## Description of the task:
Reproduce the data below word for word, leaving out the pictures.

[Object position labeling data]
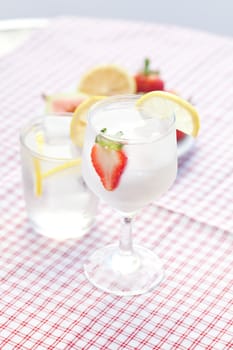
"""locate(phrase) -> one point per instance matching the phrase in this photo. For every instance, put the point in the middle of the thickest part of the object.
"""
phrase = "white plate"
(185, 145)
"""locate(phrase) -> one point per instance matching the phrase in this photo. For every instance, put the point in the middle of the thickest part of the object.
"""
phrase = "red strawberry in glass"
(148, 80)
(109, 161)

## Result of the exercise:
"""locate(phrase) -> one point per instance matching the phrase in this photo. For every instance, put the point in the middle of the thickest part of the object.
"""
phrase = "white plate"
(185, 145)
"""locate(phrase) -> one point per instance matching the phrase in this photo. For every instance, put the point in the middle of the thickest part of the object.
"""
phrase = "red strawberry in glass"
(148, 80)
(109, 161)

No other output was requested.